-- Document excerpt --

By: Korie Marshall

Even as smoke levels were dropping across the north on Friday, a blanket advisory for smoke has been issued, because levels are fluctuating so quickly.

The Ministry of Environment and the Northern Health Authority have issued a Smoke Advisory for the Omineca Region and North East of BC because of wildfire fire smoke that is affecting this area.

The ministry says if you are experiencing any of the following symptoms, contact your health care provider:
difficulty in breathing, chest pain or discomfort, and sudden onset of cough or irritation of airways. If you are experiencing symptoms, avoid strenuous outdoor activities, especially along busy traffic corridors. Exposure is particularly a concern for infants, the elderly and those who have underlying medical conditions such as diabetes, and lung or heart disease.

Ralph Adams, Air Quality Meteorologist with the Ministry of Environment, said in a news conference that smoke levels are going up and down so fast that it doesn’t make sense to try to issue and rescind advisories to specific communities. As an example, the monitor in downtown Quesnel measured the highest 1-hour smoke level ever recorded in the interior of BC – 385 micrograms per cubic meter – but by three hours later, it was reading 16. Adams says that is a normal level for a summer day with no fires.

“So we’ve issued an advisory for an extremely large area that is not strictly based on the monitors,” said Adams. On Friday July 18, at the time of the news conference, he said smoke levels have been dropping for the past few hours. He says the smoke transport models are showing a general west-to-east movement of smoke across the province, and fires are still active and growing. “It’s quite likely we’ll see additional smoke, and more fires.”

-- Parts of the exercise --
1. From the smoke advisory article, copy the stretch from "The ministry says" through "or heart disease." word for word.
2. List every symptom that the smoke advisory article says should prompt you to contact your health care provider.

-- Recorded data --
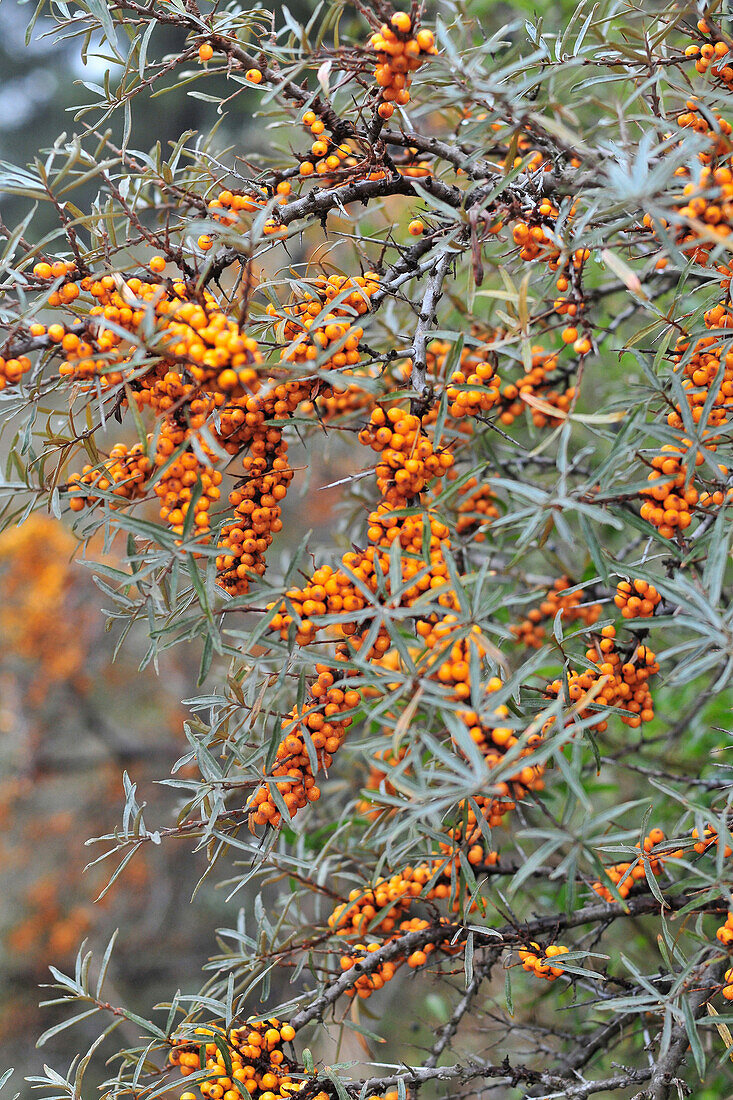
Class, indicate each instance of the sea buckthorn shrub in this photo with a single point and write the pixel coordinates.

-- Responses by item number --
1.
The ministry says if you are experiencing any of the following symptoms, contact your health care provider:
difficulty in breathing, chest pain or discomfort, and sudden onset of cough or irritation of airways. If you are experiencing symptoms, avoid strenuous outdoor activities, especially along busy traffic corridors. Exposure is particularly a concern for infants, the elderly and those who have underlying medical conditions such as diabetes, and lung or heart disease.

2.
- difficulty in breathing
- chest pain or discomfort
- sudden onset of cough or irritation of airways